*Task prompt:* Rewrite the Apache Iceberg setup guide starting with "Image 2.0.x" and going on through "cluster security group.", changing every "security group" to "network policy".

*Document passage:*
↓
Setting up Apache Iceberg™ in a Yandex Data Processing cluster

Written by

Updated at December 26, 2024

Set up component properties to work with Apache Iceberg™
Apache Iceberg™ usage example

Yandex Data Processing 2.0 or higher supports using Apache Iceberg™ tables together with the Apache Spark™ engine.

For more information about Apache Iceberg™, see Apache Iceberg™ in Yandex Data Processing and the official documentation.

Note

Apache Iceberg™ is not part of Yandex Data Processing. It is not covered by Yandex Cloud support and its usage is not governed by the Yandex Data Processing Terms of Use.

Set up component properties to work with Apache Iceberg™

Set the spark:spark.sql.extensions property to org.apache.iceberg.spark.extensions.IcebergSparkSessionExtensions. You can do this either at cluster or individual job level.
Add the Apache Iceberg™ libraries to the dependencies of your cluster or individual job. Versions of libraries must be compatible with the Yandex Data Processing version.
Image 2.0.x

Image 2.1.0–2.1.3

Image 2.1.4–2.1.x

Image 2.2.x
To add the required library versions, use one of the following methods:
- Set up access to the Maven repository and set the spark:spark.jars.packages property to org.apache.iceberg:iceberg-spark-runtime-3.0_2.12:1.0.0.
  
  You can set up Maven access in two ways:
  - In your cluster's security group, allow network access to the Maven Central repository.
  - Configure an alternative Maven repository and allow traffic to it in the cluster security group.
- Download the iceberg-spark-runtime-3.0_2.12-1.0.0.jar library file and grant access to it by one of the following methods:
  - Save the file to a Yandex Object Storage bucket and provide the file's URL in the spark:spark.jars property.
    
    The file's URL has the following format: s3a://<bucket_name>/<file_path>.
    
    This bucket must be specified in the cluster settings. Make sure the cluster service account has read access to the bucket.
↑
*Dataset:*
↓
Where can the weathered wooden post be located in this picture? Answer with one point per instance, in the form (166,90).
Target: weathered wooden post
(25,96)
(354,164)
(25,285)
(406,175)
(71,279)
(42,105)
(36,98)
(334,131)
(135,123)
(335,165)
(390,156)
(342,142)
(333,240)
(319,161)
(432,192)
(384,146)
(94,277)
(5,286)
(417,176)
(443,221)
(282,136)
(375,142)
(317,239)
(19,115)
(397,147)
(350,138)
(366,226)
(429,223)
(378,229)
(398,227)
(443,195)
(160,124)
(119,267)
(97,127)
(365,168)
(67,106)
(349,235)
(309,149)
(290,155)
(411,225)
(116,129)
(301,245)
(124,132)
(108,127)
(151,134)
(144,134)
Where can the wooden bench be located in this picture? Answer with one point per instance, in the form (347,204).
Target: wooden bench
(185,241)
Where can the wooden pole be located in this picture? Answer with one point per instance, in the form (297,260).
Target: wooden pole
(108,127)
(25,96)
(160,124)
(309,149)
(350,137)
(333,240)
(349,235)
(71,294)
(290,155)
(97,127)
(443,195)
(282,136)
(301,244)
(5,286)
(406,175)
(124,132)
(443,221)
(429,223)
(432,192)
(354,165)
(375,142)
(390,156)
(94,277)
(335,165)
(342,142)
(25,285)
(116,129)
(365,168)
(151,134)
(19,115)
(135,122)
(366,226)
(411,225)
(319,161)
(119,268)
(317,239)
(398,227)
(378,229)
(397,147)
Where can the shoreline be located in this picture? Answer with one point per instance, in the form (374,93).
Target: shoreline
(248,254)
↑
*Exercise output:*
Image 2.0.x

Image 2.1.0–2.1.3

Image 2.1.4–2.1.x

Image 2.2.x
To add the required library versions, use one of the following methods:
- Set up access to the Maven repository and set the spark:spark.jars.packages property to org.apache.iceberg:iceberg-spark-runtime-3.0_2.12:1.0.0.
  
  You can set up Maven access in two ways:
  - In your cluster's network policy, allow network access to the Maven Central repository.
  - Configure an alternative Maven repository and allow traffic to it in the cluster network policy.